Look through the records and copy every line in which "shower" appears.

━━ RAW DATA ━━

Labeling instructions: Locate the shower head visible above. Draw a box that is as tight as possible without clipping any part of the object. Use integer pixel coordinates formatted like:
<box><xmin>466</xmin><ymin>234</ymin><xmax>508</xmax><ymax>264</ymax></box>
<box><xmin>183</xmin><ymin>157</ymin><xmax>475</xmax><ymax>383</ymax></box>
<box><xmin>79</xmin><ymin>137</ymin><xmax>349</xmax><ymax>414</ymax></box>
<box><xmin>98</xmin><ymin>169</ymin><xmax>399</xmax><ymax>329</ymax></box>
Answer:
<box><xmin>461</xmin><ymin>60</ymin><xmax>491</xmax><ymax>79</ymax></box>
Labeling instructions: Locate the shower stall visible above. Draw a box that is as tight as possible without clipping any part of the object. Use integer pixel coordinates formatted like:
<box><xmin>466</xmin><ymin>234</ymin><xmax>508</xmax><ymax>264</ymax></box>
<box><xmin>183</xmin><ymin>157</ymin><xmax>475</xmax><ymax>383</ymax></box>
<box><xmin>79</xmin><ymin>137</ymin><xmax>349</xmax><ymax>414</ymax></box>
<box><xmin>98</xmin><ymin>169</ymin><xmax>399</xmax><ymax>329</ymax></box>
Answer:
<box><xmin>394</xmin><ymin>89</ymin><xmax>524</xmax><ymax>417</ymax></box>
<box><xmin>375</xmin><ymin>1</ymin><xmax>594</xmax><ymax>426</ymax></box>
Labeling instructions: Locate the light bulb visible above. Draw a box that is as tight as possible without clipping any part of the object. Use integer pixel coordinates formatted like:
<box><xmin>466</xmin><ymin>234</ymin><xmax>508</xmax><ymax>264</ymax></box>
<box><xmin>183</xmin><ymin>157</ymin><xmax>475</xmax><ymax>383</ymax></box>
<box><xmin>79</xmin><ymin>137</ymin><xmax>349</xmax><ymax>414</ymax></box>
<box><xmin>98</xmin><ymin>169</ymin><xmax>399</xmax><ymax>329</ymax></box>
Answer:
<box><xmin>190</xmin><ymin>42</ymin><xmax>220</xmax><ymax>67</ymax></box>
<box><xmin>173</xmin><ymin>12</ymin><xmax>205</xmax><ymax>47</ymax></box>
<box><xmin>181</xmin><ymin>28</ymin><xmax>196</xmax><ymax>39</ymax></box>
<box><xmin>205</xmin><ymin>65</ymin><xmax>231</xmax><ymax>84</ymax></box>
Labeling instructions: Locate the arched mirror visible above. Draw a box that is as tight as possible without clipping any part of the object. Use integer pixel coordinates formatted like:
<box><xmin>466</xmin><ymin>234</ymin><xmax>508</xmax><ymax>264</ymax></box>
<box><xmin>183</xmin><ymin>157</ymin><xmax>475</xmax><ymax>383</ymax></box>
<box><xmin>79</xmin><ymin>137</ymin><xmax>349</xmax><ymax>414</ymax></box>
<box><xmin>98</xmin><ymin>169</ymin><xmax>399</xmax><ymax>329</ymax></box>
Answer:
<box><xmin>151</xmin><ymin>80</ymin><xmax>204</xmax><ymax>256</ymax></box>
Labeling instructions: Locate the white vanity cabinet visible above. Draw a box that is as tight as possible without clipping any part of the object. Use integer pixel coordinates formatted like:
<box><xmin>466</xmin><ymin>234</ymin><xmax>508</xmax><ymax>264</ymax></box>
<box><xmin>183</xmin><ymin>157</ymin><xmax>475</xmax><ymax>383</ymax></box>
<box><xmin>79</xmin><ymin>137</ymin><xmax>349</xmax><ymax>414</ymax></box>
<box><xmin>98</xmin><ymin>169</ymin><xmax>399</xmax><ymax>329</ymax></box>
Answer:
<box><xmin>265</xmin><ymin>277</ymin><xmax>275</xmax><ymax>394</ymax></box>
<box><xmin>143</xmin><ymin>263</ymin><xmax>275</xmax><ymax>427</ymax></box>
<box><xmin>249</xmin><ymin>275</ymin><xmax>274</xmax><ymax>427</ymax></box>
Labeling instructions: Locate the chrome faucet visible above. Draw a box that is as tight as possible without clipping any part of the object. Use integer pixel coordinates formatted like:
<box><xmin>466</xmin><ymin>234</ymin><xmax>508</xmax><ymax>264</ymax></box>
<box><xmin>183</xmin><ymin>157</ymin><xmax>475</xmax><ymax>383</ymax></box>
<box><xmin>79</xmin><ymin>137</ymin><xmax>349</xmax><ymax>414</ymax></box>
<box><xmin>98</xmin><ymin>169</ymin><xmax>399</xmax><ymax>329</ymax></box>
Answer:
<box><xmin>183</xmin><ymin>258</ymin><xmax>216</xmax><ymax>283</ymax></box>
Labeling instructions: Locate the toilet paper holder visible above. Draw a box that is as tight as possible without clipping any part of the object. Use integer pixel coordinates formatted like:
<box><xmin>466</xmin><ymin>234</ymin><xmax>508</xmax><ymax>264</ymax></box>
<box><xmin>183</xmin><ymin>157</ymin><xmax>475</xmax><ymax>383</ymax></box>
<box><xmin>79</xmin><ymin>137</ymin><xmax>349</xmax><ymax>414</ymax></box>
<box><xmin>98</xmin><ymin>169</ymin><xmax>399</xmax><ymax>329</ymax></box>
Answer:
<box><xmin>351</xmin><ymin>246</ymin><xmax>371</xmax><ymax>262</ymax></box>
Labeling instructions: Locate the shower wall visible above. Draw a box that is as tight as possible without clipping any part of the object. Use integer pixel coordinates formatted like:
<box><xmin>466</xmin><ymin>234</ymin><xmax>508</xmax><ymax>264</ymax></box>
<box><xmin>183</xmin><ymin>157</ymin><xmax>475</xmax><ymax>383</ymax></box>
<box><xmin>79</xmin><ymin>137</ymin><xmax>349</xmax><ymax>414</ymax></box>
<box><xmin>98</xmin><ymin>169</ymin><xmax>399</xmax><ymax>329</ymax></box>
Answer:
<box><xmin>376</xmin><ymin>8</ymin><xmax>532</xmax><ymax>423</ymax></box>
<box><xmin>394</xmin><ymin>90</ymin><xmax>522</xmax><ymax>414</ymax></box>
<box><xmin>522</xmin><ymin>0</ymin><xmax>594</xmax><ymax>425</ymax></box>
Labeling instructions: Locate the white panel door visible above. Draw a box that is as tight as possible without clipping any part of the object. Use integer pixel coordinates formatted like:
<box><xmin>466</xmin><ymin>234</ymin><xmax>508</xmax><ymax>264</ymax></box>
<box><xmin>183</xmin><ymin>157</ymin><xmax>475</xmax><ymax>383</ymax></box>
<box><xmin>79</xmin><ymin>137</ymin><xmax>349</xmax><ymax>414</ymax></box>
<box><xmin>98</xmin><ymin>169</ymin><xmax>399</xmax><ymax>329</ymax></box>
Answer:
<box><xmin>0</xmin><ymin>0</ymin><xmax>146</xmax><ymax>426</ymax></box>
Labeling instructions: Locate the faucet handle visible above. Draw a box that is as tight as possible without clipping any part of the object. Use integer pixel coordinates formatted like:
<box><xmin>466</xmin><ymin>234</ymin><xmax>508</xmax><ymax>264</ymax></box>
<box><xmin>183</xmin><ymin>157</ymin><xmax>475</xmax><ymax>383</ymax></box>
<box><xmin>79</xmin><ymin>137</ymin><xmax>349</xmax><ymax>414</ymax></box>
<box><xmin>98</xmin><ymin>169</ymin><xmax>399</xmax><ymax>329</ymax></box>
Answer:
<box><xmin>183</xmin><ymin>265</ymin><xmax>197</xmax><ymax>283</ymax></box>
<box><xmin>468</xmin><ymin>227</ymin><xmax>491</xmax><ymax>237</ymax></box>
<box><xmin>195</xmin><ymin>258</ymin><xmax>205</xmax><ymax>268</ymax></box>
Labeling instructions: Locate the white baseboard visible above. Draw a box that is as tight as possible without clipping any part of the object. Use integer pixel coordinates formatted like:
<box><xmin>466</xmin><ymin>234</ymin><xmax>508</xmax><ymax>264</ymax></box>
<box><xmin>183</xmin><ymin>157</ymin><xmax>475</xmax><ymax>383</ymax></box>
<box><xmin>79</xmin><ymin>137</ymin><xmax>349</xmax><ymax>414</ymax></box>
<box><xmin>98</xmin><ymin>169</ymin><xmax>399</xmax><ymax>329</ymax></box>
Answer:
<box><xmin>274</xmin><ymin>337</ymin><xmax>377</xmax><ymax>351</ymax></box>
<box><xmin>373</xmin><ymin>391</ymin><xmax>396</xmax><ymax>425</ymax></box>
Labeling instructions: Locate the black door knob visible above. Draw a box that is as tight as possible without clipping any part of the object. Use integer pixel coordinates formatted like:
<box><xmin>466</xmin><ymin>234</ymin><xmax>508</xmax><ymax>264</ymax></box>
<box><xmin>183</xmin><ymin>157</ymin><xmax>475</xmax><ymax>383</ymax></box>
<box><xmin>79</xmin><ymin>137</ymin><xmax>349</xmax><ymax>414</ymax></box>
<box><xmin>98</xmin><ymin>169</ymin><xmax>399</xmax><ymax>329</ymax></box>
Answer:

━━━

REPLY TO THE TASK:
Labeling instructions: Locate the shower head visible above. Draw a box that is as tight as possible without clipping any part of the object. Use integer pixel coordinates formatted like:
Labeling instructions: Locate the shower stall visible above. Draw a box that is as tight as possible without clipping any part of the object. Use integer pixel coordinates formatted like:
Labeling instructions: Locate the shower wall visible above. Draw a box that is as tight as possible without clipping any part of the object. Use integer pixel coordinates formatted like:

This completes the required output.